Stored data entries
━━━━━━
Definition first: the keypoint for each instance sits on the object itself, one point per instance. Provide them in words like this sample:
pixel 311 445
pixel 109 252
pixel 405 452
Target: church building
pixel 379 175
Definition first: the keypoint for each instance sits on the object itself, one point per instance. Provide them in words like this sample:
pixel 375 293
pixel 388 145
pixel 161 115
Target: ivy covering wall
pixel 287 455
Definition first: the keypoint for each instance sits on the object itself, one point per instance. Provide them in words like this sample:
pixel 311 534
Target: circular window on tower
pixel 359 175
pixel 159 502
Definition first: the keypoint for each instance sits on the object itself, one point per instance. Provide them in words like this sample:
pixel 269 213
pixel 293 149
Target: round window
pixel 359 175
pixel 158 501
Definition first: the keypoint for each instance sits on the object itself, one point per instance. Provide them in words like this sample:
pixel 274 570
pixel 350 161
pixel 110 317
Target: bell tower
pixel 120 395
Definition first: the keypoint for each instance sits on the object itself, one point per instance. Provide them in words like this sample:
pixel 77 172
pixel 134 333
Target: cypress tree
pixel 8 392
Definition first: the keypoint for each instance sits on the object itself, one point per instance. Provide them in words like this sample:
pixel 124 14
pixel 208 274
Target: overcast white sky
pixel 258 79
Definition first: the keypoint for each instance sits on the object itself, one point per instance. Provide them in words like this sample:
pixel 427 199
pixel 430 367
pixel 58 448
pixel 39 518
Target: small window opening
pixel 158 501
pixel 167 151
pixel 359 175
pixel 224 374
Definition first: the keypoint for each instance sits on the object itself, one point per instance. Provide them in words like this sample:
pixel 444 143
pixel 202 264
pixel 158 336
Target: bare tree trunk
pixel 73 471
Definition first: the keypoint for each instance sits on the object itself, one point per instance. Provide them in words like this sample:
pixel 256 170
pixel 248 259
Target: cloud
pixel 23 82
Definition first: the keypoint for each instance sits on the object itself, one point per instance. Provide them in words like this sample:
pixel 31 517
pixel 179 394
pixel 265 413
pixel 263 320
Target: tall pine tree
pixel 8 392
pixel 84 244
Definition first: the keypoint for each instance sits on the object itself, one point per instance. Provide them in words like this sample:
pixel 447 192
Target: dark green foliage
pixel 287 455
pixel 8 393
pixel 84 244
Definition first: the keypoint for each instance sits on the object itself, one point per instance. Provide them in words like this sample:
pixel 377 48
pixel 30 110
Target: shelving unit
━━━━━━
Return every line of the listing above, copied word for word.

Definition first: the keypoint for each instance sits on the object itself, one point per instance. Provide them in words like this sample:
pixel 311 445
pixel 109 252
pixel 405 452
Target: church building
pixel 379 175
Definition first: the keypoint for each instance sits on the object itself, one point per instance. Provide them in words like this sample:
pixel 375 293
pixel 388 145
pixel 161 115
Target: ivy covering wall
pixel 287 455
Definition first: the keypoint for each instance sits on the object itself, one point per instance. Provide them in words like this sample:
pixel 311 534
Target: circular window on tower
pixel 359 175
pixel 159 502
Definition first: the keypoint for each instance sits on the object itself, one point per instance. Provide them in words like this sample:
pixel 269 213
pixel 293 149
Target: round window
pixel 359 175
pixel 158 501
Definition first: the keypoint for each instance sits on the object itself, one point per instance. Provide them in words like this sample:
pixel 274 570
pixel 350 161
pixel 110 317
Target: bell tower
pixel 120 395
Definition first: the keypoint for each instance sits on the object itself, one point per instance. Provide them in words like this sample:
pixel 77 172
pixel 134 333
Target: cypress tree
pixel 8 392
Definition first: the keypoint for each instance sits on the object itself, one point per instance. Provide them in words like this sample:
pixel 124 14
pixel 208 274
Target: overcast white sky
pixel 258 79
Definition first: the keypoint for each instance sits on the object itself, one point per instance. Provide them in words like this sample:
pixel 427 199
pixel 430 367
pixel 58 448
pixel 39 518
Target: small window opening
pixel 158 501
pixel 167 151
pixel 359 175
pixel 224 374
Definition first: the keypoint for each instance sits on the object itself, one point per instance. Provide them in words like this sample:
pixel 444 143
pixel 202 264
pixel 158 336
Target: bare tree trunk
pixel 73 471
Definition first: the keypoint for each instance sits on the object itself, one point per instance. Provide them in words like this sample:
pixel 256 170
pixel 248 259
Target: cloud
pixel 23 82
Definition first: the keypoint for each instance sits on the object itself, one point per instance. Provide them in words like this sample:
pixel 31 517
pixel 179 394
pixel 265 413
pixel 263 320
Target: tall pine tree
pixel 8 392
pixel 84 244
Definition first: the keypoint for each instance sits on the object itself, one point per instance. Provide them in words like this sample:
pixel 447 192
Target: dark green foliage
pixel 287 455
pixel 8 393
pixel 84 244
Definition first: the keypoint for each instance sits on the object itself, one point per instance. Provide them in words like this sample:
pixel 377 48
pixel 30 110
Target: shelving unit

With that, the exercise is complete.